Passage fourni >>
++++
Plusieurs membres de son entourage élargi sont mobilisés ou tués. Les garçons Llewelyn Davies, cousins très proches de Daphné (qui servirent de modèles à J.M. Barrie pour la création de Peter Pan) partent sur le front en Europe. George, l’aîné, est tué en 1915 à Ypres pendant la Première Guerre mondiale. Daphné, alors enfant, est profondément marquée par cette perte. George avait 21 ans. Cette perte touche toute la famille, car les Davies étaient très proches des du Maurier. Pour Daphné, ce décès est un vrai choc et, bien qu’encore jeune, elle comprend confusément la brutalité d’un monde adulte marqué par la perte.

Dès lors, la guerre devient dans son esprit un moment où l’enfance disparait, où les figures masculines protectrices se font rares ou incertaines. Cela se ressentira plus tard dans son écriture: beaucoup de ses romans (notamment Rebecca, My Cousin Rachel, The Scapegoat) mettent en scène des absents, des morts omniprésents, des fantômes psychologiques dont l’ombre plane sur les vivants.
++++
(Entrées pour l'annotation par boîtes englobantes)
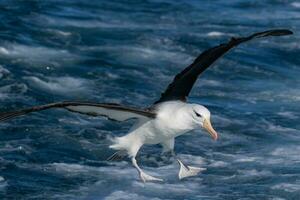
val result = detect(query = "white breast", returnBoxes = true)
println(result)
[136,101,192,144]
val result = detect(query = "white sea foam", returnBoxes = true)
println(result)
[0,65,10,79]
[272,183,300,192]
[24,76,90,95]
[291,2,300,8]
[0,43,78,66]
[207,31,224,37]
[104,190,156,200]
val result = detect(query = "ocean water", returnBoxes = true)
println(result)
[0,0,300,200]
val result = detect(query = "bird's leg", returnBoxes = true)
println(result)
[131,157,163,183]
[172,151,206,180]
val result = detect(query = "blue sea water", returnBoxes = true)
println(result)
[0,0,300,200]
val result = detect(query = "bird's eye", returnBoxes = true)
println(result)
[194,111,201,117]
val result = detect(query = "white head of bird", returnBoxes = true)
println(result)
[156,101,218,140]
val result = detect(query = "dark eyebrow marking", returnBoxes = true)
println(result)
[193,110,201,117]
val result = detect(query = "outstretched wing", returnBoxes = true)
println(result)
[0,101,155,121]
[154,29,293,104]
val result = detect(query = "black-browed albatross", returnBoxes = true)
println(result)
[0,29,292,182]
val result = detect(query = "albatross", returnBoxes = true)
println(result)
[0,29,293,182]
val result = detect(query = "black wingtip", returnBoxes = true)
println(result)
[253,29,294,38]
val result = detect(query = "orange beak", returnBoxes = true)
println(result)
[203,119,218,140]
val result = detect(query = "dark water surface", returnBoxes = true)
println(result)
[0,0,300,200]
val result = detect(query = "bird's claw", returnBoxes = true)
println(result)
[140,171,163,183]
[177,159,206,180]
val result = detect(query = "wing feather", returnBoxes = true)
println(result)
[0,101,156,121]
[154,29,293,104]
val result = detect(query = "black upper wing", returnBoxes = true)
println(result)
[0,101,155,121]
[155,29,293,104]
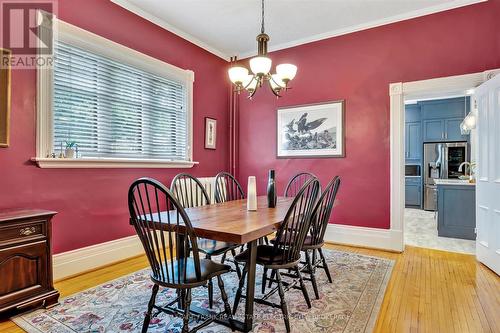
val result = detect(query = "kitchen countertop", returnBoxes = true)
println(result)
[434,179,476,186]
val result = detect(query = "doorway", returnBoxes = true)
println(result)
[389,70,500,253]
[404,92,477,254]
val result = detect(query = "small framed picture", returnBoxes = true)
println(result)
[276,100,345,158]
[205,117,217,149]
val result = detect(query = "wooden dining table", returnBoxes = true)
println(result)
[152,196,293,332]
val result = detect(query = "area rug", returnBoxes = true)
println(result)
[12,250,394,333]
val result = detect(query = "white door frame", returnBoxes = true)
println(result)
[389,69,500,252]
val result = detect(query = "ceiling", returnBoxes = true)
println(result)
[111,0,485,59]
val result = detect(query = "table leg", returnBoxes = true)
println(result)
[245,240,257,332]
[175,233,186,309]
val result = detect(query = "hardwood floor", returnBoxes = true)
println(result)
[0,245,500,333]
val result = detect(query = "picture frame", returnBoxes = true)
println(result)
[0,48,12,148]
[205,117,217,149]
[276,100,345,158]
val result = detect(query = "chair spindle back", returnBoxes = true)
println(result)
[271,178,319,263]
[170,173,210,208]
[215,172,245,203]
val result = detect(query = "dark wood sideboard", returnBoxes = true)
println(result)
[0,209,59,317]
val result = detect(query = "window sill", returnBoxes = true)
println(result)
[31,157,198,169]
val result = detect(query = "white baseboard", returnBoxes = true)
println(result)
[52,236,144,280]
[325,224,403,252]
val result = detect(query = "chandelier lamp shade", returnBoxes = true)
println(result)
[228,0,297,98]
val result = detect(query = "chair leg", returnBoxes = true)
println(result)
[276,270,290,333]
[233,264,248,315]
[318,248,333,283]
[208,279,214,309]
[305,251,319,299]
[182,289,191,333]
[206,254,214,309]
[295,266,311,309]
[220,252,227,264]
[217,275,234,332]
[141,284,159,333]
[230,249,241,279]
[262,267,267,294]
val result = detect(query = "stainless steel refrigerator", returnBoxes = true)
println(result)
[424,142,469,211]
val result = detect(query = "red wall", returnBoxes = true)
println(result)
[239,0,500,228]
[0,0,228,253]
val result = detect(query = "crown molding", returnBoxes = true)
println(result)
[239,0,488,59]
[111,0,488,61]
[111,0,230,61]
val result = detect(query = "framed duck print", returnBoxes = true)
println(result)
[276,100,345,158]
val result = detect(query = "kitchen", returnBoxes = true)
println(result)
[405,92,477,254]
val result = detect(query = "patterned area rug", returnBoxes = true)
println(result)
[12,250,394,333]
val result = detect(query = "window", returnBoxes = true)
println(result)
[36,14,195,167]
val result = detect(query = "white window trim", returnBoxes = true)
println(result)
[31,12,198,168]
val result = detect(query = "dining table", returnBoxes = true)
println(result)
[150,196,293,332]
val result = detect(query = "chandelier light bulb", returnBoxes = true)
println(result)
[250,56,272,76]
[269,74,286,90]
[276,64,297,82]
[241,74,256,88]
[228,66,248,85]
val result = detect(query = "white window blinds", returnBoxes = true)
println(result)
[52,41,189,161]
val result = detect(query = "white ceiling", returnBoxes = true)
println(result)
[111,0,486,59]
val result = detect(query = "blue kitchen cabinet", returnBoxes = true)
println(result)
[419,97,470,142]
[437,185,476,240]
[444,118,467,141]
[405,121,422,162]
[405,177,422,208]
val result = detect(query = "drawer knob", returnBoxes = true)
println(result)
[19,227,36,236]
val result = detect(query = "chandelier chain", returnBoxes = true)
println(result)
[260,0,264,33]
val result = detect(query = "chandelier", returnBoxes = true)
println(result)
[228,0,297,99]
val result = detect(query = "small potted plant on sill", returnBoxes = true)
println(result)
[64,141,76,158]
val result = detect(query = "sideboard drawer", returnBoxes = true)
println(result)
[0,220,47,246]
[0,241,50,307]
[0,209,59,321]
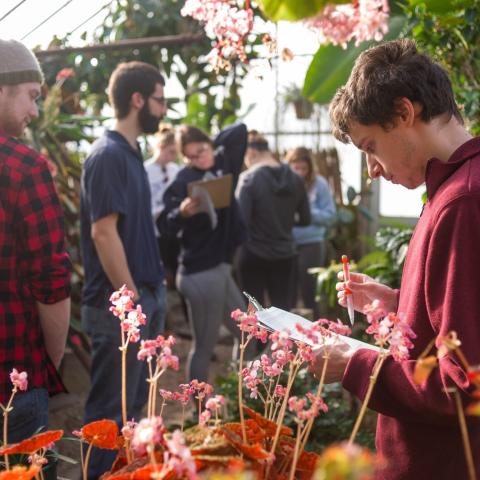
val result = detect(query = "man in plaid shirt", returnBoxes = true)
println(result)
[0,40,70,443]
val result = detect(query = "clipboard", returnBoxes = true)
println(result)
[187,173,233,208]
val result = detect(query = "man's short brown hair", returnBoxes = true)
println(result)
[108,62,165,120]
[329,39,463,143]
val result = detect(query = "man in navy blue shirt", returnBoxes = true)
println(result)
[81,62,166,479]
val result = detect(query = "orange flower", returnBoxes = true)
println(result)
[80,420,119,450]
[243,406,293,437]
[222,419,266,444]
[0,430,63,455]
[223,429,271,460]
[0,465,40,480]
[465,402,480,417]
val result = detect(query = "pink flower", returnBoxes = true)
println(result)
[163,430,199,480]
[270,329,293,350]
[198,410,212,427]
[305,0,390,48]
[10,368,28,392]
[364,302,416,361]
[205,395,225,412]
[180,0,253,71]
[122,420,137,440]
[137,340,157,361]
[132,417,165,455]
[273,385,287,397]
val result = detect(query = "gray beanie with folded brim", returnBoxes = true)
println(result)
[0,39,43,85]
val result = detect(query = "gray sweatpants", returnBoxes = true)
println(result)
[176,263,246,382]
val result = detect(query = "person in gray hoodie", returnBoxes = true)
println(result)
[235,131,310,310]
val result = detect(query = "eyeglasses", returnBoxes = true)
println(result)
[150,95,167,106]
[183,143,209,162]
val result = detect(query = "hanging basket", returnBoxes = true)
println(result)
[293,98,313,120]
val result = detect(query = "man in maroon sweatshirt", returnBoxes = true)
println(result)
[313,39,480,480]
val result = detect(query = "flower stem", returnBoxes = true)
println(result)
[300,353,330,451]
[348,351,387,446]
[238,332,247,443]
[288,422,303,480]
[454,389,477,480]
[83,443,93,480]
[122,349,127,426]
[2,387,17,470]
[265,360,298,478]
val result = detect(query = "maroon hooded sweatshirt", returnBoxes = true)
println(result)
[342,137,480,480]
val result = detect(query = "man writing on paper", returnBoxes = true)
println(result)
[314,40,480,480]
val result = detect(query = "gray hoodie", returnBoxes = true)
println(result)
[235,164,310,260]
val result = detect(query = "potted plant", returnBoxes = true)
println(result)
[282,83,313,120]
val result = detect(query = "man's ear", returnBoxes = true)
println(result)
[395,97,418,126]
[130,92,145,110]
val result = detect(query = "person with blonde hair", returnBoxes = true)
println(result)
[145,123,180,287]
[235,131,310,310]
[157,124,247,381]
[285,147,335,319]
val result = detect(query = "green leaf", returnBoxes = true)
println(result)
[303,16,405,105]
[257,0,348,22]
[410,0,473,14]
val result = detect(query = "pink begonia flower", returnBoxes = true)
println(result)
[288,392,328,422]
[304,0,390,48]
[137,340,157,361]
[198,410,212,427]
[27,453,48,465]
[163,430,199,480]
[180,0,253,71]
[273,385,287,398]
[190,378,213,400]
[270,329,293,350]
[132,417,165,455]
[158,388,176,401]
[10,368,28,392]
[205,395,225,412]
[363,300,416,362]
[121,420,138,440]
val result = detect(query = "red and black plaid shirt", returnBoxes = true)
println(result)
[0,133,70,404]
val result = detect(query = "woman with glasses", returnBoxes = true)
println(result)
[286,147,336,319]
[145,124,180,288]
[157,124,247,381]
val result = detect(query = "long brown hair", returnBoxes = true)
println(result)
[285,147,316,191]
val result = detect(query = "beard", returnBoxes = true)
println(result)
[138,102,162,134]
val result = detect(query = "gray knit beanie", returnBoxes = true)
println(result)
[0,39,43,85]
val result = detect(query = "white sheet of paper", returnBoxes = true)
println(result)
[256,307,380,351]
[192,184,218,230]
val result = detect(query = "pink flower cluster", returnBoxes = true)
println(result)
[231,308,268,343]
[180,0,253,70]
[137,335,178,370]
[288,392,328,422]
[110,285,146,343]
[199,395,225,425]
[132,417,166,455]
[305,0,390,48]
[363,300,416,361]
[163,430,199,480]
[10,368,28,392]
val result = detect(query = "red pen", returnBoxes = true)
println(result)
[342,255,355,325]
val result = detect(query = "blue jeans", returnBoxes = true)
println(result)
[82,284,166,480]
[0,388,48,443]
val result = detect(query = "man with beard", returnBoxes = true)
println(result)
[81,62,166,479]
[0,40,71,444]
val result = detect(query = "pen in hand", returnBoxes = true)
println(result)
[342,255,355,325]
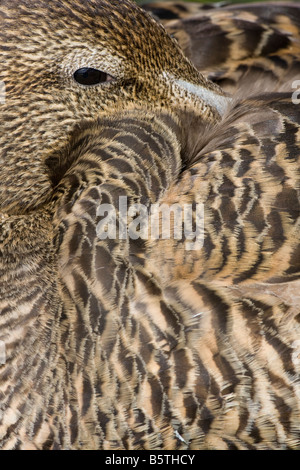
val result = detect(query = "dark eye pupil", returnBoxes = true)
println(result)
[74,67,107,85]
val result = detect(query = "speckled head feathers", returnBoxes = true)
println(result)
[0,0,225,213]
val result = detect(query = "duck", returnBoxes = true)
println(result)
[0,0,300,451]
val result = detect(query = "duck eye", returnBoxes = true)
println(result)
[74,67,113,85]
++++
Tâche demandée 1 >> Transcrivez le passage sur Daphné du Maurier en commençant par "Dès lors, la" et en poursuivant jusqu'à "sur les vivants.".
Tâche demandée 2 >> Indiquez si chacune des affirmations suivantes concorde avec le passage sur Daphné du Maurier. Répondez par oui ou par non, en citant à l'identique les mots du passage qui tranchent. (a) George, l'aîné des garçons Llewelyn Davies, est tué à Ypres en 1915. (b) George avait 25 ans au moment de sa mort. (c) Rebecca figure parmi les romans qui mettent en scène des absents.
Ces données forment un matériau distinct du passage.

Réponse à la tâche 1 >>
Dès lors, la guerre devient dans son esprit un moment où l’enfance disparait, où les figures masculines protectrices se font rares ou incertaines. Cela se ressentira plus tard dans son écriture: beaucoup de ses romans (notamment Rebecca, My Cousin Rachel, The Scapegoat) mettent en scène des absents, des morts omniprésents, des fantômes psychologiques dont l’ombre plane sur les vivants.

Réponse à la tâche 2 >>
(a) Oui : « George, l’aîné, est tué en 1915 à Ypres pendant la Première Guerre mondiale. »
(b) Non : « George avait 21 ans. »
(c) Oui : « beaucoup de ses romans (notamment Rebecca, My Cousin Rachel, The Scapegoat) mettent en scène des absents »